▸ ASSIGNMENT
Please reproduce the records, omitting nothing and changing nothing.

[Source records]

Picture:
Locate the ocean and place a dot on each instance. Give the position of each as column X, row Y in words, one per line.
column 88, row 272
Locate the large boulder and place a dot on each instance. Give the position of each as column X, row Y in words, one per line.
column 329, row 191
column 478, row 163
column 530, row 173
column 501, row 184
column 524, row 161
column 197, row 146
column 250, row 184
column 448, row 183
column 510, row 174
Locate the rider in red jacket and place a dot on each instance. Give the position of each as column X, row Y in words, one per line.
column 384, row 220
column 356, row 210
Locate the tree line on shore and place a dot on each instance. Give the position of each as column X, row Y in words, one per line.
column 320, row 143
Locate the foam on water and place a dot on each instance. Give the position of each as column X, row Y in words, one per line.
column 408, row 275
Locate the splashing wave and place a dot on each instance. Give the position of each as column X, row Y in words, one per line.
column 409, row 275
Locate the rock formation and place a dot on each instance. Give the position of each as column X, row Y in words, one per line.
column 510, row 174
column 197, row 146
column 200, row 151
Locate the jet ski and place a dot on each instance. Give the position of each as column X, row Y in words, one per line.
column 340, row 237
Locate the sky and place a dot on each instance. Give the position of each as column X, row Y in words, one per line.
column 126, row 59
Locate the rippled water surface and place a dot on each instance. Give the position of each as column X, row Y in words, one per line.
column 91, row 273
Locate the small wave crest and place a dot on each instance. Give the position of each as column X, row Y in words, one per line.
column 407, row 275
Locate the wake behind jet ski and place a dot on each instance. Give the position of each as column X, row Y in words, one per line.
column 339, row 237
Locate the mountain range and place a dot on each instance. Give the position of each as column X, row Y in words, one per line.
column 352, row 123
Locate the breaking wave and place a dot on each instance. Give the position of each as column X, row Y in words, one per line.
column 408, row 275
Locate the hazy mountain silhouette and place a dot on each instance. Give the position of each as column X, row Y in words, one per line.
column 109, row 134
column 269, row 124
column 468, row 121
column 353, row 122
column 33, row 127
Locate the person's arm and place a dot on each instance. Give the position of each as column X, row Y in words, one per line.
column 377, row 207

▸ EXERCISE RESULT
Picture:
Locate the ocean and place a dot on each instance. Give the position of each as column X, row Y in words, one per line.
column 88, row 272
Locate the large boulder and place a dot on each instance. Give the position of each as column X, row Y in words, one per line.
column 329, row 191
column 478, row 163
column 530, row 173
column 501, row 184
column 524, row 161
column 197, row 146
column 250, row 184
column 448, row 183
column 510, row 174
Locate the rider in red jacket and place a dot on each instance. Give the position of each as column X, row Y in words, one per line.
column 384, row 220
column 356, row 210
Locate the tree line on shore and place a dot on each instance. Give the position of each as column X, row Y in words, one per line.
column 320, row 143
Locate the foam on water and place a dot on each instance. Give the position of each as column X, row Y in words, one per line.
column 408, row 275
Locate the splashing wave and place a dot on each instance. Give the position of each as column X, row Y in words, one per line.
column 409, row 275
Locate the rock formation and place a dot on each instance. Give the position of each as column X, row Y in words, one per line.
column 510, row 174
column 197, row 146
column 200, row 151
Locate the jet ski and place a dot on each instance. Give the position of each as column X, row Y in words, one per line.
column 340, row 237
Locate the sky and place a dot on each instance. Give the position of each as column X, row Y in words, one per line.
column 126, row 59
Locate the rippled water surface and place a dot on each instance. Give the position of each as column X, row Y in words, one per line.
column 91, row 273
Locate the small wave crest and place a dot on each instance. Give the position of each as column X, row Y in words, one per line.
column 407, row 275
Locate the wake behind jet ski and place a dot on each instance. Give the position of each as column X, row Y in words, one per line.
column 339, row 237
Locate the mountain range and place a dot on each instance. Give the position of each as column X, row Y in words, one per line.
column 352, row 123
Locate the breaking wave and place a dot on each instance. Give the position of each as column X, row Y in words, one per line.
column 408, row 275
Locate the hazy mountain silhouette and place a dot on each instance. Give the position of each as column X, row Y in words, one per line.
column 109, row 134
column 269, row 124
column 468, row 121
column 353, row 122
column 33, row 127
Locate the person's arm and place a dot on each instance. Give the position of each as column X, row Y in words, one per line.
column 377, row 207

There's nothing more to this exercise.